**SUPPLIED TEXT:**
Benchmark ClickHouse Database and clickhousedb_fdw

In this research,  I wanted to see what kind of performance improvements could be gained by using a ClickHouse data source rather than PostgreSQL. Assuming that I would see performance advantages with using ClickHouse, would those advantages be retained if I access ClickHouse from within postgres using a foreign data wrapper (FDW)? The FDW in question is clickhousedb_fdw – an open source project from Percona!

The database environments under scrutiny are PostgreSQL v11, clickhousedb_fdw and a ClickHouse database. Ultimately, from within PostgreSQL v11, we are going to issue various SQL queries routed through our clickhousedb_fdw to the ClickHouse database. Then we’ll see how the FDW performance compares with those same queries executed in native PostgreSQL and native ClickHouse.

Clickhouse Database

ClickHouse is an open source column based database management system which can achieve performance of between 100 and 1000 times faster than traditional database approaches, capable of processing more than a billion rows in less than a second.

**STATED GOAL 1:** Reproduce the ClickHouse benchmark text from "Benchmark ClickHouse Database" up to and including "project from Percona!".
**STATED GOAL 2:** Pick up the ClickHouse benchmark text after its last sentence and keep writing.

**DATASET EXCERPT:**
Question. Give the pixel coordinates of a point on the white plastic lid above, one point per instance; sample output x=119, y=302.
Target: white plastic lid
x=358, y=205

**EXPECTED OUTPUT 1:**
Benchmark ClickHouse Database and clickhousedb_fdw

In this research,  I wanted to see what kind of performance improvements could be gained by using a ClickHouse data source rather than PostgreSQL. Assuming that I would see performance advantages with using ClickHouse, would those advantages be retained if I access ClickHouse from within postgres using a foreign data wrapper (FDW)? The FDW in question is clickhousedb_fdw – an open source project from Percona!

**EXPECTED OUTPUT 2:**
Clickhousedb_fdw

clickhousedb_fdw, a ClickHouse database foreign data wrapper, or FDW, is an open source project from Percona. Here’s a link for the GitHub project repository:

https://github.com/Percona-Lab/clickhousedb_fdw

I wrote a blog in March which tells you more about our FDW: https://www.percona.com/blog/2019/03/29/postgresql-access-clickhouse-one-of-the-fastest-column-dbmss-with-clickhousedb_fdw/

As you’ll see, this provides for an FDW for ClickHouse that allows you to SELECT from, and INSERT INTO, a ClickHouse database from within a PostgreSQL v11 server.

The FDW supports advanced features such as aggregate pushdown and joins pushdown. These significantly improve performance by utilizing the remote server’s resources for these resource intensive operations.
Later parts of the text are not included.